──────── Material for this task ────────

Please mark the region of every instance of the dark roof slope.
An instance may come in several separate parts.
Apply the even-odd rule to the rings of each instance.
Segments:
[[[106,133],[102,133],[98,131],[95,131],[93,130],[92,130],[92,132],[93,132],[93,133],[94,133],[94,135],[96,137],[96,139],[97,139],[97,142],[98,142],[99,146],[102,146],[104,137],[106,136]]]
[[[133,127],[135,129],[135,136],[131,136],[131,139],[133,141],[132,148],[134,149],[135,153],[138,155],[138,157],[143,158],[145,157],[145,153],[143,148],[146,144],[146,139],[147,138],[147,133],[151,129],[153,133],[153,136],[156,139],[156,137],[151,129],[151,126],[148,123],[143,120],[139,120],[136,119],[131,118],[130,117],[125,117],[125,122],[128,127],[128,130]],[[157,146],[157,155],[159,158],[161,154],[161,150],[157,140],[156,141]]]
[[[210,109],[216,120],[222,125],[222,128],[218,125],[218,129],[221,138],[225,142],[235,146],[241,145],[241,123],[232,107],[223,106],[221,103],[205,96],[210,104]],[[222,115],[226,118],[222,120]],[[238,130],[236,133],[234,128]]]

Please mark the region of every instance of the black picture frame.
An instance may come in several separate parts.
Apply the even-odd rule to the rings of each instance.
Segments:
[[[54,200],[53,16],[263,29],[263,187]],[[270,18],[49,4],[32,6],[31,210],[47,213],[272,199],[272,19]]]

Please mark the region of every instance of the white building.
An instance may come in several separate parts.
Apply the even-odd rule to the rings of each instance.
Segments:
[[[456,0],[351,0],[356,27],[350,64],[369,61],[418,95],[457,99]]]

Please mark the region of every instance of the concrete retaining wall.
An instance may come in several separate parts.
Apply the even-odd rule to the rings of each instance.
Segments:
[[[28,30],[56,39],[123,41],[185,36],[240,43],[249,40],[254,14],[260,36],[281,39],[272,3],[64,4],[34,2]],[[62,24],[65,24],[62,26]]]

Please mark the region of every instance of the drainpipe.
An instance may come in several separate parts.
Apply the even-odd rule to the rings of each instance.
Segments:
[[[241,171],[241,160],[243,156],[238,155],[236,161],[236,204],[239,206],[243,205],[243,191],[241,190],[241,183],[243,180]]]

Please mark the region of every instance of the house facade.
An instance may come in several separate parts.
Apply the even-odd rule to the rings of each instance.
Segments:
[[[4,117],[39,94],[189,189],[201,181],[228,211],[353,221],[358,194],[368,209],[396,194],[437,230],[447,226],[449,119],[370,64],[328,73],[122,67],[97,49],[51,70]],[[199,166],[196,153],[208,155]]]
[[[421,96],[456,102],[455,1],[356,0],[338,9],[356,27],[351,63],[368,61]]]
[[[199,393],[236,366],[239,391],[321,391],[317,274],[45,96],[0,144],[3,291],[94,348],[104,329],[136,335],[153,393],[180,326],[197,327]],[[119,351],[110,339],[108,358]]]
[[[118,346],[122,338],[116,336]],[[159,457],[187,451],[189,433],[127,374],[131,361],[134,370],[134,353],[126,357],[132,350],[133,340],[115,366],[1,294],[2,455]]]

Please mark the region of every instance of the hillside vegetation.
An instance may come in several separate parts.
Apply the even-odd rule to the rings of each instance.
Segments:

────────

* Requirements *
Copy every row above word for word, with nothing changed.

* Response *
Please mark the region of every instance of the dark roof slope.
An instance may come in several separate parts.
Apply the even-odd rule to the rings of each instance.
Segments:
[[[106,133],[102,133],[98,131],[95,131],[93,130],[92,130],[92,132],[93,132],[93,133],[94,133],[94,135],[96,137],[96,139],[97,139],[97,142],[98,142],[99,146],[102,146],[104,137],[106,136]]]
[[[133,127],[135,129],[135,136],[131,136],[131,139],[133,141],[132,148],[134,149],[135,153],[138,155],[138,157],[143,158],[145,157],[145,153],[143,148],[146,144],[146,139],[147,138],[147,133],[151,129],[153,133],[153,136],[156,139],[156,137],[151,129],[151,126],[148,123],[143,120],[139,120],[136,119],[131,118],[130,117],[125,117],[125,122],[128,127],[128,130]],[[157,146],[157,155],[159,158],[161,154],[161,150],[157,140],[156,141]]]
[[[210,109],[216,120],[222,125],[222,128],[218,125],[218,129],[221,138],[225,142],[235,146],[241,145],[241,123],[232,107],[223,106],[221,103],[205,96],[210,104]],[[222,115],[226,118],[222,120]],[[238,130],[236,133],[234,128]]]

Please mark the region of every instance of the black picture frame.
An instance may come in several separate parts.
Apply the even-odd rule to the rings of each instance.
Segments:
[[[54,200],[53,16],[263,29],[263,187]],[[270,18],[49,4],[32,6],[31,210],[47,213],[272,199],[272,19]]]

Please mark the region of every instance of the white building.
An instance may come in several separate parts.
Apply the even-odd rule to the rings of each instance.
Segments:
[[[456,0],[351,0],[356,27],[350,64],[369,61],[418,95],[457,99]]]

Please mark the region of every instance of the concrete retaining wall.
An instance may come in several separate parts.
Apply the even-odd rule to the rings of each instance.
Segments:
[[[28,30],[56,39],[123,41],[185,36],[240,43],[249,40],[254,14],[260,36],[281,39],[272,3],[64,4],[34,2]],[[62,24],[65,24],[62,26]]]

Please mark the region of every instance of the drainpipe.
An instance may come in several separate parts.
Apply the even-odd rule to the rings of each instance.
Segments:
[[[241,171],[241,160],[243,156],[238,155],[236,161],[236,204],[239,206],[243,205],[243,191],[241,190],[241,183],[243,180]]]

Please mark the region of every instance of the house facade.
An instance may come in several separate parts.
Apply the even-odd rule to the rings of each instance.
Segments:
[[[4,117],[39,94],[189,189],[201,181],[228,211],[353,221],[358,194],[368,209],[396,194],[437,230],[447,226],[449,119],[370,64],[328,73],[122,67],[97,49],[51,70]],[[199,166],[196,153],[208,155]]]
[[[421,96],[456,102],[455,1],[356,0],[338,9],[356,27],[351,63],[368,61]]]
[[[199,393],[236,366],[239,391],[321,391],[317,274],[45,96],[0,144],[3,291],[94,348],[104,329],[136,335],[153,393],[180,326],[197,327]],[[119,351],[110,339],[108,358]]]
[[[118,346],[122,338],[116,336]],[[159,457],[187,451],[189,433],[127,374],[131,361],[134,370],[134,353],[126,357],[132,350],[133,340],[115,366],[1,294],[2,455]]]

Please mark the region of every instance of the hillside vegetation.
An instance may come in several separate parts.
Apply the even-odd rule to the rings of each instance.
Segments:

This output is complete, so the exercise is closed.